Der Mitsubishi L200 ist auf den ersten Blick eine interessante Mischung aus einem Packesel und einer Bergziege. Was man sich im Tierreich als Kreuzungsergebnis nicht anschauen möchte, bringt der japanische Allrad-Spezialist Mitsubishi erfolgreich auf unsere Straßen.
Und weil das nicht nur der Tester und Schreiber dieses Berichtes so sieht, ist der Mitsubishi L200 zugleich auch noch die aktuelle Nummer 3 der Zulassungspitze im Hause Mitsubishi für den deutschen Markt. Doch ganz egal ob in erster Linie Packesel oder Bergziege – um ordentlich vorwärts zu kommen bedarf es eines starken Antriebes. Und den hat Mitsubishi seit dem letzten Facelift nun auch im L200 zu bieten.
Mit 178PS und 400Nm, wird von einem 4 Zylinder Diesel in der Begleitung von deutliche vernehmbaren Nutzfahrzeug-Nageln, immer ausreichend Kraft zur Verfügung bereitgestellt.
Der langhubig ausgelegte Power-Diesel ist trotz der Vierventil-Technik im Zylinderkopf, Direkteinspritzung und dem Turbolader mit Ladeluftkühlung kein Leistungswunder – bleibt jedoch zu vermuten, dass dieser Motor weit unter seiner Belastungsgrenze arbeitet und somit vor allem mit Dauerhaltbarkeit überzeugen wird.
Der Motorsound des stärksten Antriebs, den Mitsubishi für den L200 anbietet, ist in diesem Fall – wie bereits geschrieben – vor allem ein vertraut klingendes Nutzfahrzeug-Nageln. Jedoch ist dieser Motorklang nicht etwa störend, sondern gerade weil er so ehrlich, nach einem kraftvollen Diesel klingt, in Verbindung mit dem deutlich vernehmbaren Turbolader-Pfeifen, eine akustische Bestätigung für den Charakter des Offroad-Pickups.
Die von mir gefahrene Automatik-Version stellt zum Schutz des Antriebsstranges “nur” 350 Nm, anstelle derer 400 Nm in der von Hand geschalteten Version bereit. Dafür stehen diese 350 Nm über ein breiter nutzbares Drehzahlband bereit. Egal ob 350 oder 400 Nm, begleitet wird die Arbeit des Diesel immer von einem deutlich vernehmbaren Turbolader-Pfeifen. Und so vereinen sich das Arbeitsgeräusch des Motors und die klassische 5-Gang Wandlerautomatik zu einer Kombination die den Charakter des L200 trefflich beschreiben.

Bounding-Box-Einträge:
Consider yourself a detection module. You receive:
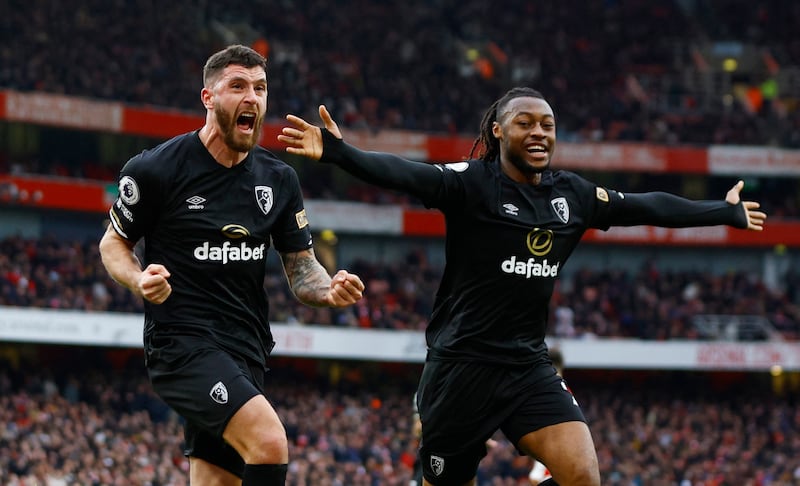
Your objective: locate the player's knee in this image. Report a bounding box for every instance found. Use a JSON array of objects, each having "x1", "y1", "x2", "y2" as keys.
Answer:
[
  {"x1": 556, "y1": 464, "x2": 600, "y2": 486},
  {"x1": 242, "y1": 433, "x2": 289, "y2": 464}
]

AUFGABE ▸
Schreiben Sie den Fahrbericht zum Mitsubishi L200 im Anschluss an seinen letzten Satz weiter.

ERGEBNIS DER AUFGABE ▸
Klassisch. Tatkräftig. Zuverlässig.
In der gefahrenen Variante mit der „Doppelkabine“ ist die Ladepritsche mit etwa 1,50m x 1,50m noch groß genug um die zulässige Nutzlast von 850kg in Form einer, auf Euro-Paletten verpackten Ladung, per Gabelstapler auf zu laden. Um die Pritsche mit einem Gabelstapler schnell und einfach beladen zu können, kann die Heckklappe an ihren Befestigungspunkten ausgehängt werden und somit fast im 180° Winkel nach unten geöffnet werden. Alternativ bildet die flach gelegte Heckklappe eine Verlängerung der Ladefläche, um so auch zum Bsp. längere Gegenstände wie Rohre von A nach B zu transportieren.
Womit wir beim Stichwort für den Offroad-Pickup währen.
Das für die Transportaufgabe zwischen A und B nicht unbedingt ein eben geteertes Asphaltband die Verbindung übernehmen muss, dafür sorgt der permanente Allradantrieb in Zusammenarbeit mit der Bodenfreiheit von ca. 20 cm.
Unter der Ladefläche des Pickups sorgt eine Starrachse für die nötige Verschränkung im Gelände und damit für Bodenkontakt der 17 Zoll großen Räder auch bei groben Feldwegen und bei völliger Abwesenheit von Wegen und Straßen.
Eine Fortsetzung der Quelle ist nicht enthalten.